Cansaço, simplesmente cansaço

[dropcap style≠’circle’]C[/dropcap]ansaço de mim mesmo ou de mim próprio? Vai dar no mesmo, um estuário de fadiga, num espelho desidratado.

O Pessoa arranjou os heterónimos para se aliviar destes sarilhos. Punha a mesma gabardina mas mudava de borsalino como os polígamos. Era como um búzio com várias cabeças. Sou demasiado macambúzio para o ardil resultar comigo, ou tão prestável que acabaria por inevitavelmente emprestar a chave do meu quarto a um heterónimo para ele ir lá dormir com companhia e acabaria à chuva, no cacimbo da noite, por extrema delicadeza.

Cansaço, e do mais impuro. Para já só descortino uma medida que me poderia salvar. Se eu casasse com a Dora Maar. Por vários motivos, ela tinha uma imaginação desatada e gostava de falar. Ora, eu pélo-me por falar menos. Ela mobilava a casa de palavras num instante e não se importaria com o meu silêncio porque como roçava o desequilíbrio, estaria tantas vezes ocupada em recuperar algum tino que nem daria pelo meu alheamento; por outro lado, ela reunia os encantos suficientes para compensarem a aragem inflamada com que às vezes o seu juízo desbordava. Claro que tudo isto parece um bocado egoísta, mas não é, repare-se, as ausências que ela me permitiria estariam fundidas nas frequentas ralações com que eu me ocuparia dela, seja por amor, ou por sobrevivência, para que as coisas corressem nalguma fluidez, sem estorvos.

Portanto, o meu aparente egoísmo ser-lhe-ia afinal vital porque me alienaria nela, por ela, com ela, numa presença contínua junto dela que de outro modo me seria insuportável.

Cansaço. Como o dela, imagino depois de ter sido durante anos amante do Picasso e deste a ter trocado pela jovem Françoise Gilot, o que a arrastou para uma crise.

— TAREFA —
Enumere todas as pessoas referidas pelo nome no texto sobre o cansaço. As linhas não têm qualquer papel nesta tarefa.

— LINHAS FORNECIDAS —

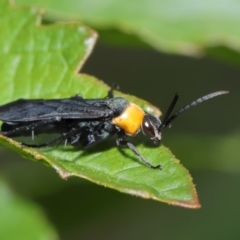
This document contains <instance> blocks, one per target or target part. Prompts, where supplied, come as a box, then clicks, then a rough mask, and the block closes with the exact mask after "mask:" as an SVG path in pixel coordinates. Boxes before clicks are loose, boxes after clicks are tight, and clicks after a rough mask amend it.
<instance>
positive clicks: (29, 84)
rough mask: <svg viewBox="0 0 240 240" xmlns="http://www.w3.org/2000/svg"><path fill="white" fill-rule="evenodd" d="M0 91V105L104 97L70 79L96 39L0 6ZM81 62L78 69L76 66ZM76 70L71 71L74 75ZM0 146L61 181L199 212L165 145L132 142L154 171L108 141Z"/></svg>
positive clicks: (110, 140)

...

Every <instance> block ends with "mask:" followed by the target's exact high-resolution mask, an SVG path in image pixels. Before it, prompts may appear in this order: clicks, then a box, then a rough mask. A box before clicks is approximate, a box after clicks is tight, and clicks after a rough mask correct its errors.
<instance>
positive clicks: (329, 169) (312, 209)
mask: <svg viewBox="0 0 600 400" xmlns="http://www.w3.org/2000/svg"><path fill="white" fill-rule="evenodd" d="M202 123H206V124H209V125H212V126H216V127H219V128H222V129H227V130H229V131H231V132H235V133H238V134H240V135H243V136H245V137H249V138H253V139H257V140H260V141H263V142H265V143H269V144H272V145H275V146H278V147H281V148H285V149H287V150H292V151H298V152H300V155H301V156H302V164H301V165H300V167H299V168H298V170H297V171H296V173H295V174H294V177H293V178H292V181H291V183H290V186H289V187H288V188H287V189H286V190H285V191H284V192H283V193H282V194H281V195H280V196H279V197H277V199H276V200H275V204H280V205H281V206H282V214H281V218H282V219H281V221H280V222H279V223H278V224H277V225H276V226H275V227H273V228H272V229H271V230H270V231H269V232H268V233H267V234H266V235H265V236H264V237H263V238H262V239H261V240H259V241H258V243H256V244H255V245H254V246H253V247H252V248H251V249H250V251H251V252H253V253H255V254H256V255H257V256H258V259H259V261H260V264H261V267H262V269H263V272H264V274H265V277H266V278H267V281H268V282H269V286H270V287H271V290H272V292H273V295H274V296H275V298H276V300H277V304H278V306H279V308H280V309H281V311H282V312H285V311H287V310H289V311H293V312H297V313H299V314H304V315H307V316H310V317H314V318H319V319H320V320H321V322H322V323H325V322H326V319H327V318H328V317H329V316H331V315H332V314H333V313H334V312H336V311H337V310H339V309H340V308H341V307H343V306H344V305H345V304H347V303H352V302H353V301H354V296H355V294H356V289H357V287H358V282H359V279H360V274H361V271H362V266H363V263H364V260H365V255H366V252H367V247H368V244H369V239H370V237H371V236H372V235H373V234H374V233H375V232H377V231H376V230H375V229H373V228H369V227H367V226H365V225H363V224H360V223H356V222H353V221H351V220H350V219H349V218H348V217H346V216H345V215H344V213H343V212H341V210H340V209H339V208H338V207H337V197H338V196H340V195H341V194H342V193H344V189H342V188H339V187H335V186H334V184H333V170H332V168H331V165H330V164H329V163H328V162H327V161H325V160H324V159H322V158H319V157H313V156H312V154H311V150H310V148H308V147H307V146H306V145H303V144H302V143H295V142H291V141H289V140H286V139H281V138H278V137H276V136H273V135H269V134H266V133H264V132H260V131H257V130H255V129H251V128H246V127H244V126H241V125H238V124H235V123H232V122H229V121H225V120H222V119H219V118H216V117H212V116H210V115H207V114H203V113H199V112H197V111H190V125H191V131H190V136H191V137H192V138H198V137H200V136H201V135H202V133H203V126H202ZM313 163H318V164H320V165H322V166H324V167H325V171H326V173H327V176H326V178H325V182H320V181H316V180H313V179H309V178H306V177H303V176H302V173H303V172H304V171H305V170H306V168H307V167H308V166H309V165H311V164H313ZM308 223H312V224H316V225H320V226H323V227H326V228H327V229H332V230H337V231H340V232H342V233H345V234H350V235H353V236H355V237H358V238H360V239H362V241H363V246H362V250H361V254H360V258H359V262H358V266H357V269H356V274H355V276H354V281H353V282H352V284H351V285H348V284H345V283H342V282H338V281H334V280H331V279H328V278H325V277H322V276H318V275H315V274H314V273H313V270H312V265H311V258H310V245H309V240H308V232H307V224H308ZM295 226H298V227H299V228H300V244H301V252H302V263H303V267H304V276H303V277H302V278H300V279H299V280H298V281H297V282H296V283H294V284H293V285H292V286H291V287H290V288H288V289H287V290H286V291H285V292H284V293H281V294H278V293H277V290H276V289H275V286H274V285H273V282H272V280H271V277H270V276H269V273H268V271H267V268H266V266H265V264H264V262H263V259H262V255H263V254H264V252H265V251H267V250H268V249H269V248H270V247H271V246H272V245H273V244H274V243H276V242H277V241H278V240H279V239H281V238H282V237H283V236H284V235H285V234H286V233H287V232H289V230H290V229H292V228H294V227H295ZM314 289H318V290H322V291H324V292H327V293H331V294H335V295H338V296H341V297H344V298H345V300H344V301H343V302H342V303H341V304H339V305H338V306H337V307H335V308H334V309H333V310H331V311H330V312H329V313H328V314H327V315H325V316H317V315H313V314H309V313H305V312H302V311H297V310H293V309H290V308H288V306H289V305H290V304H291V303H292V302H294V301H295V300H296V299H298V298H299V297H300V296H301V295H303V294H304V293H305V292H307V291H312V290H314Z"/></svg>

--

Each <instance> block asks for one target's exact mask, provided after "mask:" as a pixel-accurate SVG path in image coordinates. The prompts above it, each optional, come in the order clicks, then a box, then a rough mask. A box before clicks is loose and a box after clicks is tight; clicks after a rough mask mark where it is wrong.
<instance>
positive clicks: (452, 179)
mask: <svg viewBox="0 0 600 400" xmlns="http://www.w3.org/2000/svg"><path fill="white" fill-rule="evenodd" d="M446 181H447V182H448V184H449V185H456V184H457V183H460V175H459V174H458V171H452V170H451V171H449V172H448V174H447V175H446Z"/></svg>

— EXERCÍCIO RESOLVIDO —
Pessoa, Dora Maar, Picasso, Françoise Gilot